Rewrite as a numbered list the part of the material that opens with the line containing "Where can the green foliage" and closes with the line containing "Where can the red", including both of those lines. Omit any blank lines and leave out everything outside that part.
-- Start Excerpted records --
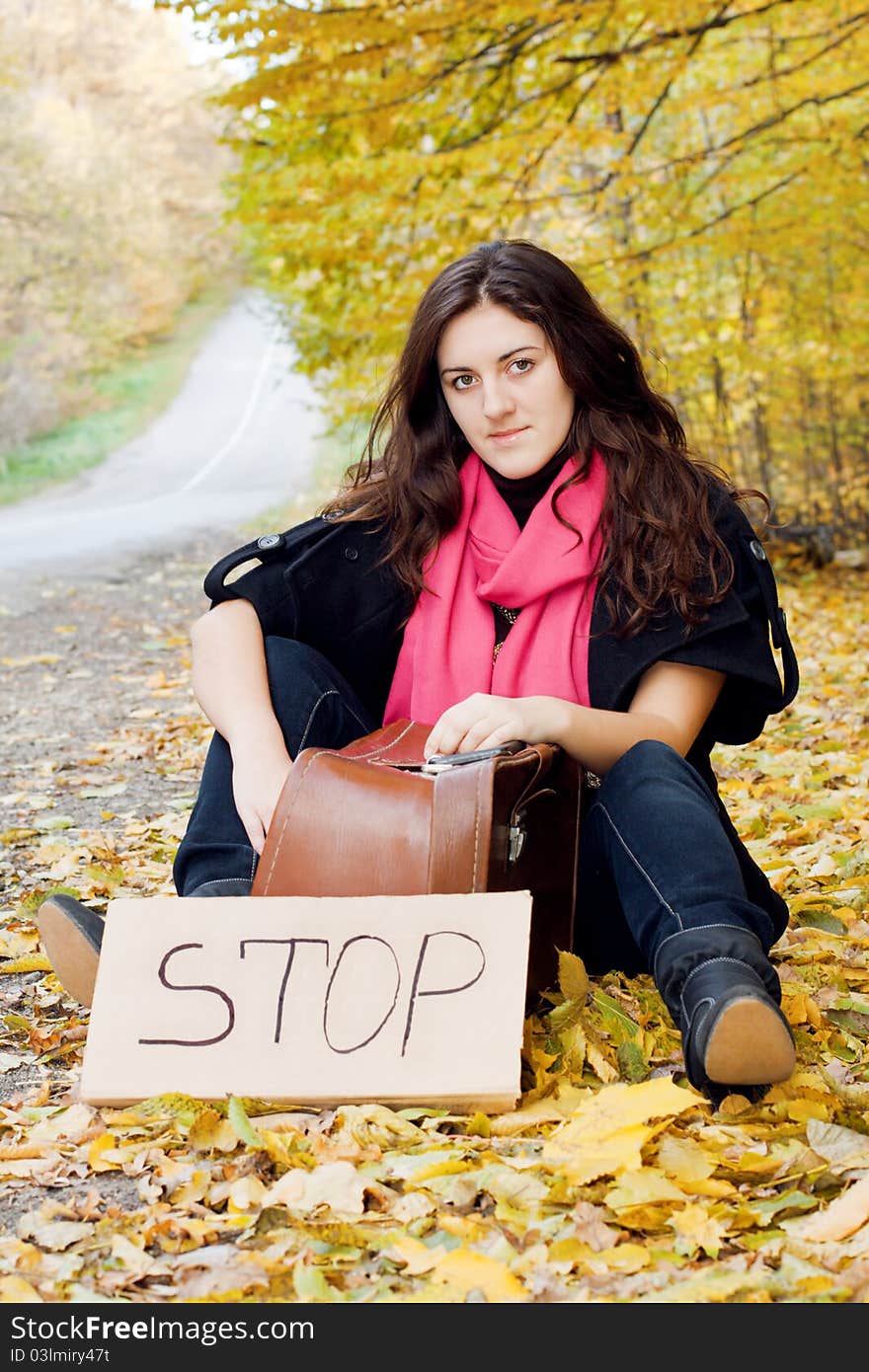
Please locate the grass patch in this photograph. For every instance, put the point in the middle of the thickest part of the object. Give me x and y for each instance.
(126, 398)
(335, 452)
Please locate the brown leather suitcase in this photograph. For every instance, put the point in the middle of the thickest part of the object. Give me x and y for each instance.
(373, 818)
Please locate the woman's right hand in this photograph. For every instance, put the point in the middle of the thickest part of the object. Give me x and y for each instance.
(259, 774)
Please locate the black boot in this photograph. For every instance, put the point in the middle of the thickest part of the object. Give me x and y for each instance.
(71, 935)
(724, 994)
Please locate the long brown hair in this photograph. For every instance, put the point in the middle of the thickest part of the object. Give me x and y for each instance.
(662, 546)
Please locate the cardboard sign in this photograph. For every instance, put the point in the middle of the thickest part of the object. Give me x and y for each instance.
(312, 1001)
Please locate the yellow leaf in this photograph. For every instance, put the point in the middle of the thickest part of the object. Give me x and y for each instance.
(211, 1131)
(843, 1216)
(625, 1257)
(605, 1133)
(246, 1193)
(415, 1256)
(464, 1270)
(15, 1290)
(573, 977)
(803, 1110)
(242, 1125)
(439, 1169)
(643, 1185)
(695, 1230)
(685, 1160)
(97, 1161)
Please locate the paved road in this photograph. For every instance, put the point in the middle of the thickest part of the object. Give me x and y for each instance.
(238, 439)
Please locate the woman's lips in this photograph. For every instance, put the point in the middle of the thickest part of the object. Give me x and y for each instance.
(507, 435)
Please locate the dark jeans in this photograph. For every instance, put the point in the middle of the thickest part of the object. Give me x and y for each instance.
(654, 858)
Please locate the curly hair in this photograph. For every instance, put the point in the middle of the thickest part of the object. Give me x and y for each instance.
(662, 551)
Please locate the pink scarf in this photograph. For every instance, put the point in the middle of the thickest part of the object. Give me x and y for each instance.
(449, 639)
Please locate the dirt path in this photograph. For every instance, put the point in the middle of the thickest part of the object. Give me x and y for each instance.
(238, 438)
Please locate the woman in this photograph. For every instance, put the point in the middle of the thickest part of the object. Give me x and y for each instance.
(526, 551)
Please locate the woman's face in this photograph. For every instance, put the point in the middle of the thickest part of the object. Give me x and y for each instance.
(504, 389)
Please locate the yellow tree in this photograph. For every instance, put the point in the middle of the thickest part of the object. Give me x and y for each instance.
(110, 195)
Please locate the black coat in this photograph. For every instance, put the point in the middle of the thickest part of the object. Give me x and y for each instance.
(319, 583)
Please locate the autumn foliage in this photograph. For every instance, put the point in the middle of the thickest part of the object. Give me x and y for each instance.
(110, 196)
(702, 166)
-- End Excerpted records --
-- Start Excerpted records --
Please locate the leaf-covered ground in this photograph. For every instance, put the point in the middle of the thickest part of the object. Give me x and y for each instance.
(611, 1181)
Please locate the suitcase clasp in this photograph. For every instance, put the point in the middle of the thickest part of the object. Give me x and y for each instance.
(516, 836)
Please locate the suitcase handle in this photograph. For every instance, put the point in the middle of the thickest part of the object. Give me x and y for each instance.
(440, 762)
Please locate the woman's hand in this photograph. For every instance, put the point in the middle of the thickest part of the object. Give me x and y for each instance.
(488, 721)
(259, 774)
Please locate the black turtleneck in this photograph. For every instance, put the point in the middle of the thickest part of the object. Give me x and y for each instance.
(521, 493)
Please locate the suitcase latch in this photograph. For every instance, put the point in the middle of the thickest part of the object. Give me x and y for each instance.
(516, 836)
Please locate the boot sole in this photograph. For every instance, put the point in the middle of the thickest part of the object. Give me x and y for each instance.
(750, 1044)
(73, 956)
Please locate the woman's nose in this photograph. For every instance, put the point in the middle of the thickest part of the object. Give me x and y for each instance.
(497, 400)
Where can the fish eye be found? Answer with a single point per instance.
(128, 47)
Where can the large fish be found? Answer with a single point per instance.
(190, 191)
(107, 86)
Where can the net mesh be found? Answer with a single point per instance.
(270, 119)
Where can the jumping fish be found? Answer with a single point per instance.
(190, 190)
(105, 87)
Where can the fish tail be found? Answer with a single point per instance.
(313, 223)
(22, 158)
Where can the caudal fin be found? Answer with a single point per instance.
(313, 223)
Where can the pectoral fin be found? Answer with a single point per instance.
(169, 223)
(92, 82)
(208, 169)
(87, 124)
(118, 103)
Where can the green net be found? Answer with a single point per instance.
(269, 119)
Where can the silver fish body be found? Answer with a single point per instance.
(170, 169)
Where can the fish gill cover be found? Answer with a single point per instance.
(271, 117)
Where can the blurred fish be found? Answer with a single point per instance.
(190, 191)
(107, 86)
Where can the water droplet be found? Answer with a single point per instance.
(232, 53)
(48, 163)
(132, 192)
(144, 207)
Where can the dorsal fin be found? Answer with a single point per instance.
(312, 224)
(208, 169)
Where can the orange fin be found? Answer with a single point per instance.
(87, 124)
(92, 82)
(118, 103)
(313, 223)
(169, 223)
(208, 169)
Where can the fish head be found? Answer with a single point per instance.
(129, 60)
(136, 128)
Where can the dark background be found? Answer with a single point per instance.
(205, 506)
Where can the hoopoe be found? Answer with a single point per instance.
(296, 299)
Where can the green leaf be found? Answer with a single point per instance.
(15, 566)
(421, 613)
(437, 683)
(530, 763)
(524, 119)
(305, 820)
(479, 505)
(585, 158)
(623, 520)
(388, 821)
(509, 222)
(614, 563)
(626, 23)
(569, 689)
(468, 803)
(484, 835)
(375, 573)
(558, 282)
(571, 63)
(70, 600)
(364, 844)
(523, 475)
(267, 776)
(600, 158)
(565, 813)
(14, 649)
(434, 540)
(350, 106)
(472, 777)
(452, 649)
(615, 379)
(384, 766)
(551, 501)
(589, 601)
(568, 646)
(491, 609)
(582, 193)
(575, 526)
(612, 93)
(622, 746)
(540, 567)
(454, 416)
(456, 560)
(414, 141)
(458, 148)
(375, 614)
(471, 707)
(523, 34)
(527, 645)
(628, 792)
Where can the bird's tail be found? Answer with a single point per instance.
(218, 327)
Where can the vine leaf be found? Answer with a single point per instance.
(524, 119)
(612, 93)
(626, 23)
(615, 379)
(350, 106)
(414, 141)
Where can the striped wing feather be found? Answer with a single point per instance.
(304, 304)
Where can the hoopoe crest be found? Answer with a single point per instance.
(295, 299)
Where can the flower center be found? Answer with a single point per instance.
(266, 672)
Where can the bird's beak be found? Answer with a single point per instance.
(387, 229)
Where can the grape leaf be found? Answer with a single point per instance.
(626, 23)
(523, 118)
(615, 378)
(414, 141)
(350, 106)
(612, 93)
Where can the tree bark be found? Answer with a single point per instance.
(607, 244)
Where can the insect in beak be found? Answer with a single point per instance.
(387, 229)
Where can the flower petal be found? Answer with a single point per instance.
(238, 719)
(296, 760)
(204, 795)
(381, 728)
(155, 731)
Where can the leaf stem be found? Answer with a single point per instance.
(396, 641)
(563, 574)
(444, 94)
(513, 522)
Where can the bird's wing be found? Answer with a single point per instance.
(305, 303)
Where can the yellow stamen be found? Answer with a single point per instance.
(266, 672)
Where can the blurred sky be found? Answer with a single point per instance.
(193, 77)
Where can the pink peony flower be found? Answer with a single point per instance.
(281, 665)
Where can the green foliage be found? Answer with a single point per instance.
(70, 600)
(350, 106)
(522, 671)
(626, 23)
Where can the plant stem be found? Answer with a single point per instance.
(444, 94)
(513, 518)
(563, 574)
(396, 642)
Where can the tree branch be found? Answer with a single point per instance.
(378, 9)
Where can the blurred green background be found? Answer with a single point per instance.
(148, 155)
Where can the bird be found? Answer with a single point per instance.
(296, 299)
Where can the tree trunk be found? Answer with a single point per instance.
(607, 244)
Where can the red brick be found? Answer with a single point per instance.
-- End Excerpted records --
### Response to the task
1. Where can the green foliage be found? Answer with a single point per instance.
2. (70, 600)
3. (350, 106)
4. (522, 671)
5. (626, 23)
6. Where can the plant stem be found? Answer with a single point per instance.
7. (444, 94)
8. (513, 518)
9. (563, 574)
10. (396, 642)
11. Where can the tree branch be found? Answer with a single point per instance.
12. (378, 9)
13. Where can the blurred green background be found? Answer with a single point per instance.
14. (148, 155)
15. Where can the bird be found? Answer with a single point per instance.
16. (296, 299)
17. Where can the tree trunk be found? Answer with a single point per instance.
18. (607, 244)
19. Where can the red brick be found? Answer with a single point per instance.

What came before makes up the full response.